===== Information

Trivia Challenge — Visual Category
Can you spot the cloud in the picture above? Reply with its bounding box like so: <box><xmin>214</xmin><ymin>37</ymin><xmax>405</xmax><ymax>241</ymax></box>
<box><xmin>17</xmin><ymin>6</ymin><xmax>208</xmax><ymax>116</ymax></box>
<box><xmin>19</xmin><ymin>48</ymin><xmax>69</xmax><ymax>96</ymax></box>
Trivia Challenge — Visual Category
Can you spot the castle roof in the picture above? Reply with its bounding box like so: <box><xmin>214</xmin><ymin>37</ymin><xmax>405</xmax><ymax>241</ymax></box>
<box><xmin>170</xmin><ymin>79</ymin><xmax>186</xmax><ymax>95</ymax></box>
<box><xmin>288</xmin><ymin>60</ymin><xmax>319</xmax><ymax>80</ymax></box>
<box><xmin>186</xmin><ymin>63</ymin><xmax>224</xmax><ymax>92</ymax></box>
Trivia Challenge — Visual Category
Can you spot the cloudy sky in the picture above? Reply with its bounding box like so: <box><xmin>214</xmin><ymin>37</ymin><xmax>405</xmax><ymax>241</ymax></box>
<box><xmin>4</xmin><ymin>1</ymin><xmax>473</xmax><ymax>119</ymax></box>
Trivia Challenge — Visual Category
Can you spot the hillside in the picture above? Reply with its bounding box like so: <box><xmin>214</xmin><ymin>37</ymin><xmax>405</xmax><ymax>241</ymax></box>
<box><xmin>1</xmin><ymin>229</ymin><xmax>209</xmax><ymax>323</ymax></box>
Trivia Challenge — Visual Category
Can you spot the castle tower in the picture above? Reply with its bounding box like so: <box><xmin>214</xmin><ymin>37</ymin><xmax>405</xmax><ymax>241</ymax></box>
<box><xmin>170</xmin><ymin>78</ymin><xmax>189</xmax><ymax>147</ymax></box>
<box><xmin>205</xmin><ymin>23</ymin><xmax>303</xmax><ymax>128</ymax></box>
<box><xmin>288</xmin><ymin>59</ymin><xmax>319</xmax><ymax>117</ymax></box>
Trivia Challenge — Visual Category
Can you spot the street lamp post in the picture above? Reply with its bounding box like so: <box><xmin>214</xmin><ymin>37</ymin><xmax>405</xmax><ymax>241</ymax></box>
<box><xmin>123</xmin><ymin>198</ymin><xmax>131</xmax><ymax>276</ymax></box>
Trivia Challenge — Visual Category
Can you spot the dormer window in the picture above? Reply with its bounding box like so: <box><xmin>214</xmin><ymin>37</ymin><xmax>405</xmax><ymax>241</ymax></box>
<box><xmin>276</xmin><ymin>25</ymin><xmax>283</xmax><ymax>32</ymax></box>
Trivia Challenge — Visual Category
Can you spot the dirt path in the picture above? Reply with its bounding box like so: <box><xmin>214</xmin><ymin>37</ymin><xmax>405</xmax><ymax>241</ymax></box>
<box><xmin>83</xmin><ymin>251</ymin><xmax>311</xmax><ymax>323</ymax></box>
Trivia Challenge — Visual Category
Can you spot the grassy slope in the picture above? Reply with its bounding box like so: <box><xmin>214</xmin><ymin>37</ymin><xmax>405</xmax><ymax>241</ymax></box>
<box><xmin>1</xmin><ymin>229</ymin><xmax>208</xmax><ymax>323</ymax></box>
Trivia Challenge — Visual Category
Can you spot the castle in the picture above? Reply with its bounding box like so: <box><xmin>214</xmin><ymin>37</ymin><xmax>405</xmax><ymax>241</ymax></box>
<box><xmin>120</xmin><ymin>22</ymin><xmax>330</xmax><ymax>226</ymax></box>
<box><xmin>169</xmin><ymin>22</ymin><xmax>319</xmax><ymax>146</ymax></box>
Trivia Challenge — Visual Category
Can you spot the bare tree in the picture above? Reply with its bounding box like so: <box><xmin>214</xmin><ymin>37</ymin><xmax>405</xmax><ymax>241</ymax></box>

==========

* Problem statement
Return each entry from above without altering a single character.

* Task response
Trivia Challenge — Visual Category
Can you spot the cloud in the picture above? Reply with its bounding box like so: <box><xmin>214</xmin><ymin>37</ymin><xmax>405</xmax><ymax>241</ymax></box>
<box><xmin>17</xmin><ymin>6</ymin><xmax>208</xmax><ymax>116</ymax></box>
<box><xmin>19</xmin><ymin>48</ymin><xmax>69</xmax><ymax>96</ymax></box>
Trivia Challenge — Visual Category
Can you spot the castle roof in the picture above? Reply with its bounding box like so: <box><xmin>214</xmin><ymin>37</ymin><xmax>405</xmax><ymax>241</ymax></box>
<box><xmin>170</xmin><ymin>79</ymin><xmax>186</xmax><ymax>95</ymax></box>
<box><xmin>288</xmin><ymin>60</ymin><xmax>319</xmax><ymax>80</ymax></box>
<box><xmin>186</xmin><ymin>63</ymin><xmax>224</xmax><ymax>92</ymax></box>
Trivia Challenge — Visual Category
Can you spot the cloudy sky in the picture above? Reply with its bounding box like so: <box><xmin>214</xmin><ymin>37</ymin><xmax>405</xmax><ymax>241</ymax></box>
<box><xmin>4</xmin><ymin>1</ymin><xmax>473</xmax><ymax>119</ymax></box>
Trivia Challenge — Visual Category
Can you spot the hillside in the picture above? Reply with its bounding box like so: <box><xmin>214</xmin><ymin>37</ymin><xmax>405</xmax><ymax>241</ymax></box>
<box><xmin>1</xmin><ymin>229</ymin><xmax>209</xmax><ymax>323</ymax></box>
Trivia Challenge — Visual Category
Can you spot the castle tower in the picture above? Reply with its bounding box like so: <box><xmin>214</xmin><ymin>37</ymin><xmax>405</xmax><ymax>241</ymax></box>
<box><xmin>170</xmin><ymin>78</ymin><xmax>189</xmax><ymax>147</ymax></box>
<box><xmin>205</xmin><ymin>23</ymin><xmax>303</xmax><ymax>128</ymax></box>
<box><xmin>288</xmin><ymin>59</ymin><xmax>319</xmax><ymax>117</ymax></box>
Trivia Challenge — Visual Category
Can you spot the street lamp post in the picture above? Reply with its bounding box like so: <box><xmin>214</xmin><ymin>37</ymin><xmax>405</xmax><ymax>241</ymax></box>
<box><xmin>123</xmin><ymin>198</ymin><xmax>131</xmax><ymax>276</ymax></box>
Trivia Challenge — Visual Category
Can you spot the dormer window in the picture above? Reply with its bounding box like so: <box><xmin>214</xmin><ymin>37</ymin><xmax>405</xmax><ymax>241</ymax></box>
<box><xmin>276</xmin><ymin>25</ymin><xmax>283</xmax><ymax>32</ymax></box>
Trivia Challenge — Visual Category
Can you spot the dirt path in the picture above? Reply with its bounding box like so: <box><xmin>214</xmin><ymin>37</ymin><xmax>405</xmax><ymax>241</ymax></box>
<box><xmin>83</xmin><ymin>251</ymin><xmax>311</xmax><ymax>323</ymax></box>
Trivia Challenge — Visual Category
Can you spot the grassy slope in the picture above? Reply with its bounding box like so: <box><xmin>214</xmin><ymin>37</ymin><xmax>405</xmax><ymax>241</ymax></box>
<box><xmin>1</xmin><ymin>229</ymin><xmax>208</xmax><ymax>323</ymax></box>
Trivia Challenge — Visual Category
Can you spot the castle in the picture above? Reply with its bounding box like so: <box><xmin>214</xmin><ymin>37</ymin><xmax>405</xmax><ymax>241</ymax></box>
<box><xmin>120</xmin><ymin>22</ymin><xmax>330</xmax><ymax>226</ymax></box>
<box><xmin>169</xmin><ymin>22</ymin><xmax>319</xmax><ymax>146</ymax></box>
Trivia Challenge — Visual Category
Can you spot the bare tree in the picture above? Reply with its bounding box like so: <box><xmin>214</xmin><ymin>37</ymin><xmax>405</xmax><ymax>241</ymax></box>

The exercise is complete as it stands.